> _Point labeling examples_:
* START *

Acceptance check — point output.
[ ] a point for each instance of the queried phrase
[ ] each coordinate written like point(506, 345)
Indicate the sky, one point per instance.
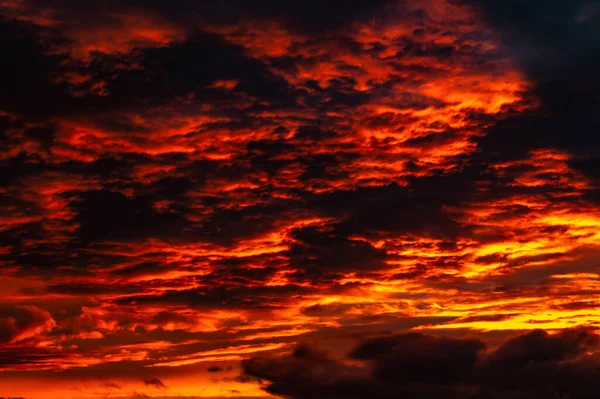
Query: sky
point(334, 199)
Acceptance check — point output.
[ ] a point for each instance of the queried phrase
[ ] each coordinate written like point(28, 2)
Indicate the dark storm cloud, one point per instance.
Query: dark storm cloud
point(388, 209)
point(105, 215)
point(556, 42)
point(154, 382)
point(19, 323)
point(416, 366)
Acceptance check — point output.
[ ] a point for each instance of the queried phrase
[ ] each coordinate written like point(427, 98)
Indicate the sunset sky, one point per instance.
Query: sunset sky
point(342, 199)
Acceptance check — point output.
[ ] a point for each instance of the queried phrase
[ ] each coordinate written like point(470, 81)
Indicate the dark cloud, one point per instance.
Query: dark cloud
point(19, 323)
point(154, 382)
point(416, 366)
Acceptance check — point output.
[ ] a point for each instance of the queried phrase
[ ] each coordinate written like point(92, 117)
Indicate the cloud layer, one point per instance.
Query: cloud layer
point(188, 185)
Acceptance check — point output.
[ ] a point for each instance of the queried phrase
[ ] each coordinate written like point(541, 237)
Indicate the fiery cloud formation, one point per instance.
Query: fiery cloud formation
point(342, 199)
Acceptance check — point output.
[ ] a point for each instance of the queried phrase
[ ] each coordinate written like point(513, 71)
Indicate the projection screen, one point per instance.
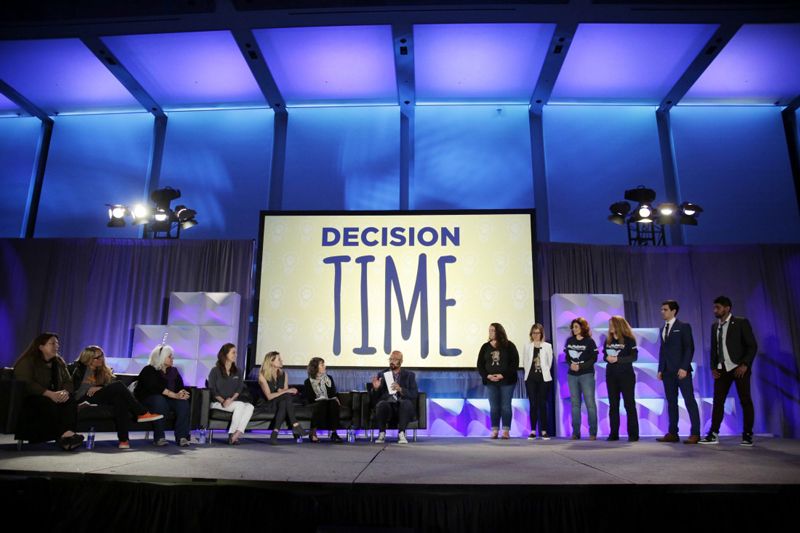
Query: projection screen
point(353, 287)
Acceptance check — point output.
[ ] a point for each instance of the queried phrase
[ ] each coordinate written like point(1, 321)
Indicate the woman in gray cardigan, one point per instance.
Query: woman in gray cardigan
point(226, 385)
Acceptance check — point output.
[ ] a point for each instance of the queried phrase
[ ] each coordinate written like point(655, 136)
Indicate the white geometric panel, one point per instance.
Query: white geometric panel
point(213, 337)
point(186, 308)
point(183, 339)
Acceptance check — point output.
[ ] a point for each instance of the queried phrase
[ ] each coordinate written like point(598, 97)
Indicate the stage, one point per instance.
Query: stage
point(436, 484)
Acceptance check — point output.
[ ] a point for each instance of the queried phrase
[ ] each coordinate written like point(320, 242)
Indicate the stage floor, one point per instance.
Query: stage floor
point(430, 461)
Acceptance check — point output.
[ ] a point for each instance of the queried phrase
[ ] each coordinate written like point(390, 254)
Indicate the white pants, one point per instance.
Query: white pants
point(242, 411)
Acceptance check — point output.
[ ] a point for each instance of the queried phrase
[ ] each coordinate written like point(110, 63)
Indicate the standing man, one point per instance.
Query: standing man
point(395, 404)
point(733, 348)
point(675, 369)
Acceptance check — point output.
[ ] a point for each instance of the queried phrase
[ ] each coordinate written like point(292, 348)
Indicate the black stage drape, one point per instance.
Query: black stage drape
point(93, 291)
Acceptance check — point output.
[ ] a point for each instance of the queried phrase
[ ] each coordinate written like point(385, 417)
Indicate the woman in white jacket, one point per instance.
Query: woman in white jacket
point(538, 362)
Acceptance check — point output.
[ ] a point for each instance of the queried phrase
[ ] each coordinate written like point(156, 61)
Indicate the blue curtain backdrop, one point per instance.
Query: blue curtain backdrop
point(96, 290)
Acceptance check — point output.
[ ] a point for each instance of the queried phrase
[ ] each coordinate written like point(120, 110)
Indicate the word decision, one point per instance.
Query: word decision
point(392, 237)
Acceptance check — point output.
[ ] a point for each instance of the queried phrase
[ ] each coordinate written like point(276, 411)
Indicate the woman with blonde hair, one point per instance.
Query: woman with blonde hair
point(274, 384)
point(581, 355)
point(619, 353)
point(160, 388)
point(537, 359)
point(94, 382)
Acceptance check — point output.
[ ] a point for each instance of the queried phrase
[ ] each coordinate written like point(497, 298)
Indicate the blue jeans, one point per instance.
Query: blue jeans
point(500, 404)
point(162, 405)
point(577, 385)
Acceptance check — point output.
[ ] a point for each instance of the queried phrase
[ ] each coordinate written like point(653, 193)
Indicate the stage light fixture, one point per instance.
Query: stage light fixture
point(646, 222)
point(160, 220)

* END *

> _Aim of the exercise_: Please rewrite the lines from the start through the line with "point(183, 339)", renaming "Indicate" to "Mark" and changing nothing else. Leave the pictures out of your answer.

> _Exercise answer_:
Acceptance check — point output.
[ ] a point for each instance of the queried phrase
[ ] each coordinate written like point(506, 345)
Mark the sky, one point per instance.
Query: sky
point(334, 199)
Acceptance check — point output.
[ ] a point for each instance of the queried phrase
[ ] each coordinate written like point(28, 2)
Mark the dark storm cloud, one point per instance.
Query: dark storm cloud
point(388, 209)
point(105, 215)
point(556, 42)
point(154, 382)
point(19, 323)
point(416, 366)
Acceptance check — point output.
[ ] a point for each instance of the queried phrase
[ ] each coordinate written like point(427, 98)
Mark the sunset sky, one point per instance.
Query: sunset sky
point(342, 199)
Acceptance check — point output.
[ ] a point for each instance of the queried phrase
[ ] each coordinate written like point(470, 81)
Mark the dark cloud, one point per instance.
Query: dark cloud
point(19, 323)
point(154, 382)
point(416, 366)
Acceptance check — point output.
[ ] a point for each instance of the queried phrase
[ ] each coordinate written like point(92, 117)
Mark the cloud layer, one point per instance.
Query: cloud layer
point(188, 185)
Acceptance check — point output.
[ ] a point for each instance of the queried phrase
[ ] each coordinate written like point(541, 237)
Mark the fiery cloud formation, one point per instance.
Query: fiery cloud formation
point(342, 199)
Acceptance check — point output.
[ ] a point for each instance of the queried phrase
[ ] each coordinate written like point(513, 71)
Mark the projection screen, one point per instance.
Query: projection screen
point(353, 287)
Acceptance check — point output.
[ ] a point for each instance of the queried phrase
[ ] each coordinate written like point(1, 321)
Mark the woman in gray cardigan, one point per instance.
Query: woman in gray cardigan
point(226, 385)
Acceptance check — point output.
[ ] a point for each instance of the queried phrase
[ ] each coordinate written like point(655, 136)
Mark the white geometric panel, one point per instance.
Query: white geometric panel
point(213, 337)
point(186, 308)
point(183, 339)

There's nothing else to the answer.